-- Entries supplied follows --

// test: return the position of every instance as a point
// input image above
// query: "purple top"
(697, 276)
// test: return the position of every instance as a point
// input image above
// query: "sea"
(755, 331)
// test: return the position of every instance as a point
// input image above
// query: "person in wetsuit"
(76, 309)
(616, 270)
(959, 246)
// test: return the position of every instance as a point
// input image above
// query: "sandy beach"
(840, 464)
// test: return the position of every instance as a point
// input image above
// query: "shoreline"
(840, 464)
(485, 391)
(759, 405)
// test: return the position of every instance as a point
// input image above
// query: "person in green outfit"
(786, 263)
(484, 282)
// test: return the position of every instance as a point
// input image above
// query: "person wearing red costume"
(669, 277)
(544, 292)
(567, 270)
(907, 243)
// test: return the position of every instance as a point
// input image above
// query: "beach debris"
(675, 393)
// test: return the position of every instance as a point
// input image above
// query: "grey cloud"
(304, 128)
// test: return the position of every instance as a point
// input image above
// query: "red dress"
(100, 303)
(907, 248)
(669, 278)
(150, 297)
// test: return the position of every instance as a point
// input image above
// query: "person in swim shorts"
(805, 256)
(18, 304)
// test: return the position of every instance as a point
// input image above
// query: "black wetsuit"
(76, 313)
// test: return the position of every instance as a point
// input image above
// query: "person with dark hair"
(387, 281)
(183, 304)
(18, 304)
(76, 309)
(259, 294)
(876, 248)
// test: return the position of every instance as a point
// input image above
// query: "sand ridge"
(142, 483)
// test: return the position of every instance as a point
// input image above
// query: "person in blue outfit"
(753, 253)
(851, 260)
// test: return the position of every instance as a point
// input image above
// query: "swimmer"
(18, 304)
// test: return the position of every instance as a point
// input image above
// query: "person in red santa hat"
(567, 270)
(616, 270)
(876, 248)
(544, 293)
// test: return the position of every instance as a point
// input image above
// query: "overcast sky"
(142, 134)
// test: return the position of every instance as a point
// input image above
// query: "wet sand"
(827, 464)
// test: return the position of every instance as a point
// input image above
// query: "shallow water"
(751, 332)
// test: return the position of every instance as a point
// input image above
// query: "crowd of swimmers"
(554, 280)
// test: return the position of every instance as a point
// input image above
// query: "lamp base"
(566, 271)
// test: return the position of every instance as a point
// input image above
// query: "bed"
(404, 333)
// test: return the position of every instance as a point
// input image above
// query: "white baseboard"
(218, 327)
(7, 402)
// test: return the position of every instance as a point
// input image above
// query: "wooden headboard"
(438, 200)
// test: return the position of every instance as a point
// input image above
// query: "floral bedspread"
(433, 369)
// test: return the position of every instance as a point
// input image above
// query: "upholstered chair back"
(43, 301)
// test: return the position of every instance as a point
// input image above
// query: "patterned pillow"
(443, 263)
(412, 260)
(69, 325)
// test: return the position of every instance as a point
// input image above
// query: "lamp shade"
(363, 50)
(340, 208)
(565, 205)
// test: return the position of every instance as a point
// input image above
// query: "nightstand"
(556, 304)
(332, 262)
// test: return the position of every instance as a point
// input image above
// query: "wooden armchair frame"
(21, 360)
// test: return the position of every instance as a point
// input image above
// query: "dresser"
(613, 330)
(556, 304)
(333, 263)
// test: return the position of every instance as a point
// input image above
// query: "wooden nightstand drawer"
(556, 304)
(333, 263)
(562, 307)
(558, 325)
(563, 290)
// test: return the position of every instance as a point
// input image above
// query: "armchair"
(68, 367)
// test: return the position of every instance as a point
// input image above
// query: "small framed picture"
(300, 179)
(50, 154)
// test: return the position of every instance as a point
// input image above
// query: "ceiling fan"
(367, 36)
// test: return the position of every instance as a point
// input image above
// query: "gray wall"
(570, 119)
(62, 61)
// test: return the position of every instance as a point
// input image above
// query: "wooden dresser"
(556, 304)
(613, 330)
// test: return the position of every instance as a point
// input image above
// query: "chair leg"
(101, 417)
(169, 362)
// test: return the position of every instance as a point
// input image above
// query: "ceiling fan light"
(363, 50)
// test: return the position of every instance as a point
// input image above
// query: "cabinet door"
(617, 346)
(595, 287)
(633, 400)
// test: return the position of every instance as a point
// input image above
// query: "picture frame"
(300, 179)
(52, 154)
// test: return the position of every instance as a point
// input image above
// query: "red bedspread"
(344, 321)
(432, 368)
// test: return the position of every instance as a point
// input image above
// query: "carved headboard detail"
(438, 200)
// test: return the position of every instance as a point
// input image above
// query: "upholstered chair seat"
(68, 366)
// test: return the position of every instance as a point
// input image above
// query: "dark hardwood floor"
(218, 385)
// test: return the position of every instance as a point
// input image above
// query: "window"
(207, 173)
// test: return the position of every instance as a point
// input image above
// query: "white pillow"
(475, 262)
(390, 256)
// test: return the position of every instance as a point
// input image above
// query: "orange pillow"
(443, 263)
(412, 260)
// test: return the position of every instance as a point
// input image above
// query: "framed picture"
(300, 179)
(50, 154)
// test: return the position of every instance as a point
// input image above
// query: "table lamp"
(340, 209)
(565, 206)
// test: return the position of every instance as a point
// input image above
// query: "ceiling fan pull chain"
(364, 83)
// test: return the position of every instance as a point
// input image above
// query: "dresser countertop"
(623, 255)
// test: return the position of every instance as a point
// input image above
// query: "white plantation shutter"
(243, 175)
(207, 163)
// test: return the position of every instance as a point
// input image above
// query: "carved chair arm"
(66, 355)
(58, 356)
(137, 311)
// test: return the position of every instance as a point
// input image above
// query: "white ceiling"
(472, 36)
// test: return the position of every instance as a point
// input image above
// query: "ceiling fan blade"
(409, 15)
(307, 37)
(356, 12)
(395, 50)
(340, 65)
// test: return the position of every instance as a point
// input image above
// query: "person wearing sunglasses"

-- Entries supplied concluded --

#### Task details
What is wanted is the full set of entries above, reproduced exactly.

#### Result of this exercise
// test: return the position of every instance as a point
// input image above
// query: "purple top"
(697, 276)
// test: return the position of every instance as a point
// input image above
// query: "sea"
(755, 331)
// test: return the position of every instance as a point
// input image above
// query: "person in wetsuit"
(76, 309)
(616, 270)
(959, 246)
// test: return the position of every instance as a point
// input image above
// query: "sandy beach"
(840, 464)
// test: return the position of every instance as a point
// input image above
// query: "shoreline"
(840, 464)
(485, 391)
(759, 405)
// test: return the position of every instance as a point
// input image above
// query: "person in green outfit"
(786, 263)
(484, 282)
// test: return the position of every instance as a point
// input image above
// query: "person wearing red costume"
(669, 277)
(544, 292)
(567, 270)
(907, 243)
// test: return the position of every instance as a point
// input image above
// query: "beach debris"
(675, 393)
// test: return the position of every instance as a point
// input image above
// query: "grey cloud"
(304, 128)
// test: return the position of every instance as a point
// input image above
// query: "red dress"
(100, 303)
(907, 248)
(669, 278)
(150, 297)
// test: return the position of every instance as a point
// input image above
// query: "person in swim shorts"
(805, 256)
(18, 304)
// test: return the position of every instance as a point
// input image above
// query: "black wetsuit"
(76, 313)
// test: return the position of every instance as a point
// input image above
// query: "person with dark hair"
(387, 281)
(183, 304)
(18, 304)
(76, 309)
(259, 294)
(876, 248)
// test: return the position of every instance as a point
// input image above
// query: "sand ridge"
(142, 483)
// test: return the position of every instance as a point
// input image above
// query: "person in blue outfit"
(753, 253)
(851, 260)
// test: return the position of every instance as a point
// input image above
// query: "swimmer"
(18, 304)
// test: return the position of every instance as a point
// input image above
// query: "person in red santa hat"
(567, 270)
(616, 270)
(876, 248)
(544, 293)
// test: return the position of every instance as a point
// input image above
// query: "overcast sky"
(142, 134)
// test: return the position of every instance as a point
// input image above
// query: "wet sand"
(827, 464)
// test: return the position of every instance as a point
// input image above
// query: "shallow water"
(751, 332)
// test: return the position of every instance as a point
// input image above
// query: "crowd of swimmers"
(554, 280)
// test: return the position of every instance as a point
// input image above
// query: "lamp base"
(566, 271)
// test: return the position of every instance as a point
// input image above
// query: "bed"
(404, 333)
// test: return the position of every instance as a point
// input image above
// query: "white baseboard"
(218, 327)
(7, 402)
// test: return the position of every instance as a point
// input image above
// query: "wooden headboard"
(438, 200)
// test: return the position of every instance as a point
// input image above
// query: "floral bedspread"
(433, 369)
// test: return the position of every instance as a point
// input image above
// query: "upholstered chair back"
(43, 301)
// test: return the position of every instance as a point
// input image above
// query: "patterned pillow"
(443, 263)
(412, 260)
(69, 325)
// test: return the position of every instance as a point
// input image above
// query: "lamp shade"
(363, 50)
(340, 208)
(565, 205)
// test: return the position of every instance as a point
// input image above
// query: "nightstand"
(556, 304)
(332, 262)
// test: return the position of every instance as a point
// input image above
// query: "wooden armchair frame"
(21, 360)
// test: return the position of every instance as a point
// input image above
// query: "dresser"
(613, 330)
(556, 304)
(333, 263)
// test: return the position of every instance as a point
// input image above
// query: "wooden nightstand drawer"
(556, 304)
(333, 263)
(562, 307)
(558, 325)
(563, 290)
// test: return the position of every instance as a point
// input image above
// query: "armchair"
(68, 367)
// test: return the position of every instance as a point
// input image above
// query: "small framed picture"
(300, 179)
(50, 154)
// test: return the position of every instance as a point
// input image above
// query: "ceiling fan"
(367, 36)
// test: return the position of every instance as a point
// input image above
// query: "gray wall"
(570, 119)
(62, 61)
// test: return the position of every instance as a point
// input image above
// query: "wooden dresser"
(556, 304)
(613, 330)
// test: return the position of every instance as a point
// input image above
// query: "chair leg"
(101, 417)
(169, 362)
// test: return the position of every instance as a point
// input image above
// query: "ceiling fan light"
(363, 50)
// test: return the position of every instance as a point
// input image above
// query: "cabinet door"
(617, 346)
(595, 287)
(633, 400)
// test: return the position of every instance as a point
// input image above
// query: "picture frame"
(300, 179)
(52, 154)
// test: return the position of every instance as a point
// input image above
// query: "red bedspread"
(344, 321)
(432, 368)
// test: return the position of every instance as a point
// input image above
// query: "carved headboard detail"
(438, 200)
// test: return the position of every instance as a point
// input image above
// query: "upholstered chair seat"
(68, 366)
// test: return the position of every instance as a point
// input image above
// query: "dark hardwood floor"
(218, 385)
// test: return the position of every instance as a point
// input image above
// query: "window"
(207, 173)
// test: return the position of every instance as a point
// input image above
// query: "white pillow"
(475, 262)
(390, 256)
// test: return the position of every instance as a point
// input image above
// query: "orange pillow"
(443, 263)
(412, 260)
// test: return the position of every instance as a point
// input image above
// query: "framed picture"
(300, 179)
(50, 154)
// test: return the position of every instance as a point
// input image above
// query: "table lamp"
(340, 209)
(565, 206)
// test: return the position of every instance as a point
// input image above
// query: "ceiling fan pull chain"
(364, 83)
// test: return the position of every instance as a point
// input image above
// query: "dresser countertop"
(623, 255)
// test: return the position of every instance as a point
// input image above
// query: "white plantation shutter"
(243, 175)
(207, 163)
// test: return the position of every instance as a point
// input image above
// query: "carved chair arm"
(66, 355)
(58, 356)
(137, 311)
// test: return the position of every instance as a point
// input image above
// query: "white ceiling"
(472, 36)
// test: return the position of every instance as a point
// input image above
// query: "ceiling fan blade"
(409, 15)
(307, 37)
(356, 12)
(395, 50)
(340, 65)
// test: return the position of every instance as a point
// input image above
// query: "person wearing sunglasses"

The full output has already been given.